# Objetivos:
**A)** ¿Qué aspectos del régimen jurídico aplicable enumera entre paréntesis el texto sobre la Junta Central Electoral? Menciónalos todos.
**B)** ¿Cuántas líneas de los registros contienen la cadena "tail", distinguiendo mayúsculas de minúsculas? Responde únicamente con el número.

# Texto extraído:
+++
No resulta fácil entender la naturaleza jurídica de lo que ha “decidido” la Junta Central Electoral respecto al proselitismo en una precampaña electoral. Ya en el pasado analicé otro caso más donde la función administrativa electoral había sido ejercida de forma irreflexiva. Me refiero a la cuestión de la asignación de los apellidos. En aquél entonces fue difícil también encuadrar tal actuación dentro de una categoría concreta del derecho administrativo: ¿acto administrativo o reglamento? La pregunta no es inofensiva: su respuesta determina el régimen jurídico aplicable (forma de producción del acto o reglamento, régimen de invalidez, medios de impugnación, etc.). Lo de ahora levanta las mismas inquietudes y otras no menos importantes. Esto por un ejercicio de mala administración por parte de la Junta Central Electoral, es decir, contrario al deber de buena administración previsto en el artículo 4 de la Ley No. 107-13. Un derecho fundamental de ciudadanía, al decir del Tribunal Constitucional (TC) en su sentencia 322/14.
+++
# Los datos:
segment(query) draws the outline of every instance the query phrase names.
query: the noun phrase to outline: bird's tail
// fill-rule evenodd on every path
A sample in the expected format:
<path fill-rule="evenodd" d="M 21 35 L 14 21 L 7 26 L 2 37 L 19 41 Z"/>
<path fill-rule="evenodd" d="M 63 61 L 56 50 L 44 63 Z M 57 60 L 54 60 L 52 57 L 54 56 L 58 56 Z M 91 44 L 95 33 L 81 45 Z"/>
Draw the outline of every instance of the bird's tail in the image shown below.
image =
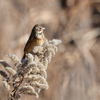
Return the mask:
<path fill-rule="evenodd" d="M 23 63 L 24 60 L 25 60 L 25 53 L 24 53 L 24 55 L 23 55 L 23 57 L 21 59 L 21 62 Z"/>

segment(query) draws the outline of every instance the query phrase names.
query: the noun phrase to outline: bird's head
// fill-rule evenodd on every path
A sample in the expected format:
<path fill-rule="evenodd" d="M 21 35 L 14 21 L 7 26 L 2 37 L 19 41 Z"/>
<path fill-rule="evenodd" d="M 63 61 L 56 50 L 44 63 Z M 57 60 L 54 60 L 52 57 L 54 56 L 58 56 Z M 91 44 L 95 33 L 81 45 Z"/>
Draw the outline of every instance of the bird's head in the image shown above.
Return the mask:
<path fill-rule="evenodd" d="M 34 31 L 35 31 L 35 37 L 36 38 L 39 38 L 39 39 L 41 39 L 41 38 L 43 38 L 43 30 L 44 30 L 45 28 L 44 27 L 42 27 L 41 25 L 35 25 L 34 26 Z"/>

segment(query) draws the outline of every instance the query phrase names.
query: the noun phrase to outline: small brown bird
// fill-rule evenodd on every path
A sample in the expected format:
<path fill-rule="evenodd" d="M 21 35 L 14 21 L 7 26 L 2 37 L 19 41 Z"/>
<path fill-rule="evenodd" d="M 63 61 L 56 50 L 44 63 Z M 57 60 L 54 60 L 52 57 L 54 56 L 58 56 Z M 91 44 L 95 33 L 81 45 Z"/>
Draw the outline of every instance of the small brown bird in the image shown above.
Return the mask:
+++
# Resultados:
**A)**
- Forma de producción del acto o reglamento
- Régimen de invalidez
- Medios de impugnación

**B)** 2